**DIRECTIONS FOR THIS TASK:**
Extract each line from the items below in which the string "instance" appears, and copy those lines without alteration.
─── DATA FOR THIS EXERCISE ───
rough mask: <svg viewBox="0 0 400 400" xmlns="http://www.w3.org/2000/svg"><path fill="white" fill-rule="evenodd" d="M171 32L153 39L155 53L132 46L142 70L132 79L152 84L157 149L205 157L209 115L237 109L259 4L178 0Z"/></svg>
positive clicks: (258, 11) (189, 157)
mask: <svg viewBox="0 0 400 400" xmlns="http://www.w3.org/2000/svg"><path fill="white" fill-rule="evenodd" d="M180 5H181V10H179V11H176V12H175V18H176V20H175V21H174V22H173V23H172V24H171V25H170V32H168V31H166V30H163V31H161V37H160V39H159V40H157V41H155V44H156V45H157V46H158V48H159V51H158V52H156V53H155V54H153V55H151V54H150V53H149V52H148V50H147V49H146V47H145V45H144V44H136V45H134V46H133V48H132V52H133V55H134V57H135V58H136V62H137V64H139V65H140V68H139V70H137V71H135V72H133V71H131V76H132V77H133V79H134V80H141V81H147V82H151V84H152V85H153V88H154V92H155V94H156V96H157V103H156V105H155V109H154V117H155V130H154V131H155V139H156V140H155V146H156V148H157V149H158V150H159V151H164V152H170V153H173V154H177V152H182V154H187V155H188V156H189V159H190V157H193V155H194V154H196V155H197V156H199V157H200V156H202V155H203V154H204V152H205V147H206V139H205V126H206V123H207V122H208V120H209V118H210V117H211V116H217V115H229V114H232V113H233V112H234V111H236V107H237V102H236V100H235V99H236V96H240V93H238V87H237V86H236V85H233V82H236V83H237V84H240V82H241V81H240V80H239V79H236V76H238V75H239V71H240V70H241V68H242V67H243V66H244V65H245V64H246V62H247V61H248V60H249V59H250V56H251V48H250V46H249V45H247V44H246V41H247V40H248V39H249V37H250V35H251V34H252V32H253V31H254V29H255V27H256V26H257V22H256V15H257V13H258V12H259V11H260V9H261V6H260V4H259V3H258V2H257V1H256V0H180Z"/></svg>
───
─── DATA FOR THIS EXERCISE ───
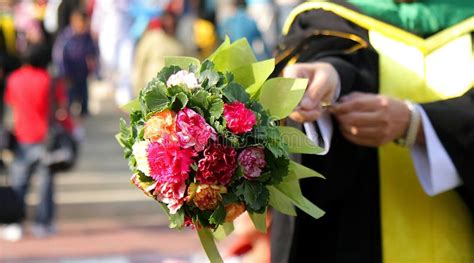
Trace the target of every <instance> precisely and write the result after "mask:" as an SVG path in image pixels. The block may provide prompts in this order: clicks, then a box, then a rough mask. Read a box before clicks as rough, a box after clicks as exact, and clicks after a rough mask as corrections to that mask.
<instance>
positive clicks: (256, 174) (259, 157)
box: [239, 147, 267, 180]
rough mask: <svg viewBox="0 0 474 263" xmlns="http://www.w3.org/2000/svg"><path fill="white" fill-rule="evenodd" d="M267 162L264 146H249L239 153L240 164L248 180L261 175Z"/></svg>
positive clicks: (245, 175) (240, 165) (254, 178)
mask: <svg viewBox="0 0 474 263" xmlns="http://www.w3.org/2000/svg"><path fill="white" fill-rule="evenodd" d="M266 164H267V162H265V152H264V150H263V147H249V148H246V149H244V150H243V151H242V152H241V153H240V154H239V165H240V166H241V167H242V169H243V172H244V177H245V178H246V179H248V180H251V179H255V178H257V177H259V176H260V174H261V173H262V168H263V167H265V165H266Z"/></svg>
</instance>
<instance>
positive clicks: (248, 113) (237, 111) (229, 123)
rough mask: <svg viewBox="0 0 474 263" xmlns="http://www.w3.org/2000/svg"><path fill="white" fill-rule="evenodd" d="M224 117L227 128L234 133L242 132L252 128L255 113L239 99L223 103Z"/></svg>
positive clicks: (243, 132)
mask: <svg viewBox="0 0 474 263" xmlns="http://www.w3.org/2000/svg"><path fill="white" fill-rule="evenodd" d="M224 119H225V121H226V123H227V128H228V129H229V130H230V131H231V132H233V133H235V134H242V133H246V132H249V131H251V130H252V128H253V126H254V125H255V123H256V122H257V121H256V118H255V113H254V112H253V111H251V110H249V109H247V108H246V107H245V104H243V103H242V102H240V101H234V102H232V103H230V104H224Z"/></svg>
───
**SOLUTION TO THIS EXERCISE:**
Trace the target of every <instance> precisely and write the result after "mask:" as an SVG path in image pixels. The block may provide prompts in this order: clicks, then a box, then a rough mask. Read a box before clicks as rough, a box after clicks as exact, and clicks after a rough mask as corrections to that mask.
<instance>
</instance>
<instance>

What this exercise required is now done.